→ Your goal:
Copy the lines of the data from the one containing "TARGET: banner pole" through the one containing "[(140, 199), (217, 228), (283, 221), (247, 259), (384, 195)]". Swap "cardboard" for "paper" and keep everything else the same.

Saved entries
-- start --
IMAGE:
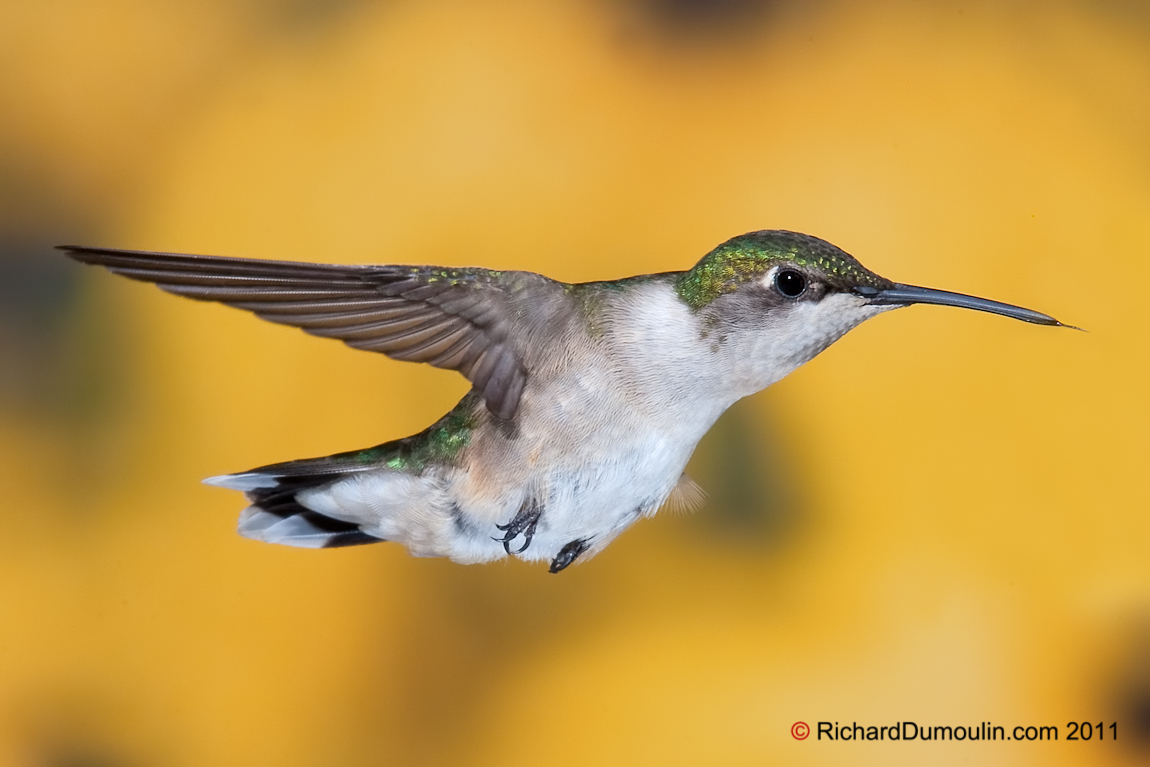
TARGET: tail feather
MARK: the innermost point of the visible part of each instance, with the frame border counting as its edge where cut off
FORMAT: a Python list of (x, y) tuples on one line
[(275, 514)]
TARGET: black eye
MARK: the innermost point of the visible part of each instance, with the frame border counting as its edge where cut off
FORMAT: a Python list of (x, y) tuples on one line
[(790, 283)]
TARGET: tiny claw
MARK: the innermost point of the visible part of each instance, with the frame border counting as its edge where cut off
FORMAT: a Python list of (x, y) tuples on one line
[(523, 523), (568, 554)]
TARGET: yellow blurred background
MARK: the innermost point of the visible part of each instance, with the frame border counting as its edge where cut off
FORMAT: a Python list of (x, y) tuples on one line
[(942, 520)]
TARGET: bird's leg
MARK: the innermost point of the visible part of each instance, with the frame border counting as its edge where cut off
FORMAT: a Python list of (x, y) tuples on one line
[(569, 553), (522, 523)]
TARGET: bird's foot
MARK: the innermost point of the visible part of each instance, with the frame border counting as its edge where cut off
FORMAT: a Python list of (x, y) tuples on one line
[(569, 553), (522, 523)]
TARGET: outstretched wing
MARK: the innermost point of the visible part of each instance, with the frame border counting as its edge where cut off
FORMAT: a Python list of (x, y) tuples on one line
[(454, 319)]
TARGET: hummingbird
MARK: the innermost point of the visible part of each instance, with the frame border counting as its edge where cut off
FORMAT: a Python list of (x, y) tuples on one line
[(587, 399)]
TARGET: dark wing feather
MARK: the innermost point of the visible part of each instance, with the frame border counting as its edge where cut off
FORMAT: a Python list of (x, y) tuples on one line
[(454, 319)]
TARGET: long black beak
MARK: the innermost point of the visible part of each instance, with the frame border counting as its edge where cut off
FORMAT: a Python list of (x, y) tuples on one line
[(907, 294)]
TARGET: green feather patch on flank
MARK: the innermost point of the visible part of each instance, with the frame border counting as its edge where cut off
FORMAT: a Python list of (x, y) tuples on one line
[(441, 443), (749, 257)]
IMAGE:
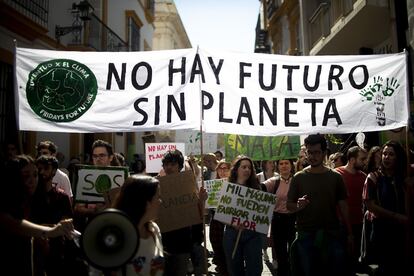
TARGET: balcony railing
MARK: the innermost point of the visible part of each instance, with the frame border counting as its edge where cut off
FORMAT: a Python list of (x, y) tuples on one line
[(36, 10), (272, 6), (102, 38), (325, 16)]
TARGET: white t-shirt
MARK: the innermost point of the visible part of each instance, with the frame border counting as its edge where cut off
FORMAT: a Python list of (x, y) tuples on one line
[(61, 180), (149, 259)]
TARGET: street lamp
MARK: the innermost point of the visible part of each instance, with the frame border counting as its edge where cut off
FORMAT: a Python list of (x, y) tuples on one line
[(82, 11)]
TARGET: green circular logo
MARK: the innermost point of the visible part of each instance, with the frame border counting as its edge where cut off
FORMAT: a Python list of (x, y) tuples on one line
[(61, 90)]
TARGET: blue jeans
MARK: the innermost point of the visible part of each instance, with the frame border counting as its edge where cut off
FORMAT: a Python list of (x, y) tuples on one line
[(319, 253), (248, 257)]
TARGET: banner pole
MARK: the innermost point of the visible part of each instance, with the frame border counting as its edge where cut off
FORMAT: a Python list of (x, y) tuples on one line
[(202, 172), (236, 244)]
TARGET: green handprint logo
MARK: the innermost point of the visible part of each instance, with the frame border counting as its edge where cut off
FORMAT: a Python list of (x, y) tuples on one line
[(386, 88), (377, 92), (390, 87)]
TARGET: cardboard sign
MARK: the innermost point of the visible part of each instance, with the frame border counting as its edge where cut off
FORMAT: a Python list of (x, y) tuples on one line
[(154, 153), (179, 207), (240, 205), (262, 147), (93, 182), (213, 188)]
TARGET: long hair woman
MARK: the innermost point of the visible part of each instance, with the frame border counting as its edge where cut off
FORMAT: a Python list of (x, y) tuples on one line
[(140, 199), (217, 228), (283, 221), (247, 259), (384, 195)]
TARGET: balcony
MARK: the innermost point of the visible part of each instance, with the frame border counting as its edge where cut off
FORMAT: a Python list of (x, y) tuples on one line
[(272, 6), (101, 38), (344, 26)]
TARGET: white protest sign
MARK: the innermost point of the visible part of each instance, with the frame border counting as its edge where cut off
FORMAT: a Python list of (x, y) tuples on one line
[(92, 182), (237, 93), (213, 188), (192, 140), (240, 205), (154, 153)]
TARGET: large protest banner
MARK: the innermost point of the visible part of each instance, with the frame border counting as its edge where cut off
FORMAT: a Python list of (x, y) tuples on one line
[(240, 205), (179, 207), (245, 94), (93, 182), (262, 147)]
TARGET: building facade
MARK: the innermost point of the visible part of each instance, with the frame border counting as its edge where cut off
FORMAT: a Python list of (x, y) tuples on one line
[(339, 27)]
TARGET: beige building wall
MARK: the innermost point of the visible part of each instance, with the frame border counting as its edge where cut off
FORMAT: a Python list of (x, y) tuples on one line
[(169, 30)]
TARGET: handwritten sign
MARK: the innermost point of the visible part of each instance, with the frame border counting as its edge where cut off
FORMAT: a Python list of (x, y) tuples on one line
[(240, 205), (192, 140), (93, 182), (154, 153), (179, 207), (213, 188), (262, 147)]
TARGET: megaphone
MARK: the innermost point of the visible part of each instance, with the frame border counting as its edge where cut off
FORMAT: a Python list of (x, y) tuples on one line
[(110, 240)]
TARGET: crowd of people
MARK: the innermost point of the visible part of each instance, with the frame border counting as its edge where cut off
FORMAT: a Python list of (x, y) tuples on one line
[(335, 214)]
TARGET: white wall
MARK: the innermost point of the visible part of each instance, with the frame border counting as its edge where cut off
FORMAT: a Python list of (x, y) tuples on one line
[(117, 20)]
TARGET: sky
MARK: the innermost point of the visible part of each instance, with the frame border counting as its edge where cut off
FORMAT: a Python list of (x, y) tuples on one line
[(220, 24)]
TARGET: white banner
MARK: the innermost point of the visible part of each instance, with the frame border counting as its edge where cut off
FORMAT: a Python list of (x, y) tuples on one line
[(247, 94), (66, 91)]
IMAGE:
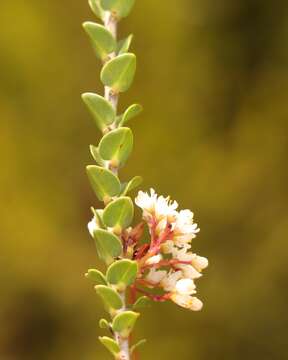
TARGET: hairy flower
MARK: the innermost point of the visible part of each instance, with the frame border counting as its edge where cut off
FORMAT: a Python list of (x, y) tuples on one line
[(172, 232), (155, 207), (187, 301)]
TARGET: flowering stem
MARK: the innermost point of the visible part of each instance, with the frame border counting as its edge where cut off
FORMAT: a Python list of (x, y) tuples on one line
[(110, 22), (123, 342)]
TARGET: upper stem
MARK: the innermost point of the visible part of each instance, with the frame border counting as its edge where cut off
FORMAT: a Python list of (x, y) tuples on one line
[(110, 22)]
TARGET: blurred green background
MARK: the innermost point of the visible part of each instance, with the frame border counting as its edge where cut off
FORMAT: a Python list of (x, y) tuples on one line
[(213, 79)]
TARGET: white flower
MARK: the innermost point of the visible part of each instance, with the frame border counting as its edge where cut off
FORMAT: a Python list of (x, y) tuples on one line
[(185, 287), (154, 260), (155, 206), (199, 262), (189, 271), (187, 301), (93, 225), (155, 276), (169, 281), (184, 229)]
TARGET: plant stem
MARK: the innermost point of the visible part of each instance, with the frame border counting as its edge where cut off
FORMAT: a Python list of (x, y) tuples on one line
[(110, 22), (123, 342)]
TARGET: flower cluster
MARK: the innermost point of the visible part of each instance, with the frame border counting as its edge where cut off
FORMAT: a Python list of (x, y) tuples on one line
[(169, 263)]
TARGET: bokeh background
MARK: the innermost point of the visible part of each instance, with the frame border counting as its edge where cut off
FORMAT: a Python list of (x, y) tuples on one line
[(213, 79)]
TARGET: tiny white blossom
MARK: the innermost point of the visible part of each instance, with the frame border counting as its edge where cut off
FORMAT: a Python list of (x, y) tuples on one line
[(155, 276), (154, 260), (185, 287), (92, 226), (155, 206), (200, 262), (169, 281), (187, 301), (189, 271)]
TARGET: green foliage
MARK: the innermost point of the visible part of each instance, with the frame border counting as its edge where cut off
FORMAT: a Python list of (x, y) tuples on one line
[(111, 154), (142, 302), (132, 184), (123, 46), (130, 113), (104, 324), (108, 245), (96, 8), (120, 8), (116, 146), (103, 41), (104, 183), (110, 345), (119, 72), (96, 156), (110, 297), (96, 276), (124, 322), (102, 111), (122, 273), (138, 344), (118, 214)]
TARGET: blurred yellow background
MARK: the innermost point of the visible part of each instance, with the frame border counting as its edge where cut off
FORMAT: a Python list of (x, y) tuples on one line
[(213, 79)]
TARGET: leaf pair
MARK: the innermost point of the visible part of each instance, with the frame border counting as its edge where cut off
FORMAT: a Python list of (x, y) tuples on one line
[(120, 8), (117, 215)]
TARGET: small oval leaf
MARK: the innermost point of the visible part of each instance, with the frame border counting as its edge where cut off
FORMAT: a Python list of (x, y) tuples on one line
[(132, 184), (110, 297), (110, 344), (96, 276), (116, 146), (130, 113), (104, 183), (141, 303), (124, 322), (102, 111), (104, 324), (118, 214), (124, 45), (122, 273), (135, 346), (103, 41), (108, 245), (119, 72), (120, 8), (96, 8)]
-- end --
→ Answer to this problem:
TARGET: banner pole
MARK: the innermost point of the visible part of each instance, with the frame border counting as its edge where cut off
FORMAT: a Python list of (x, y) tuples on one line
[(202, 172), (236, 244)]
TARGET: green handprint logo
MARK: the innermost point of the visible part of each instance, with the frame border counting as its edge where cut off
FORMAT: a Python list of (x, y) tuples on one line
[(386, 88), (377, 92), (390, 87)]
TARGET: paper sign
MARK: the innermost point of the visible part of each instance, with the frame border counting as its edge where cut off
FORMAT: a Python list of (x, y) tuples on one line
[(154, 153), (179, 207), (240, 205), (262, 147), (93, 182), (213, 188)]
TARGET: long hair woman
MARK: the innermost point of the visible part of each instance, with the frame border counting as its edge where cut off
FORMAT: a Python list of (x, y) tuples on one line
[(140, 199), (217, 228), (283, 221), (247, 259), (384, 195)]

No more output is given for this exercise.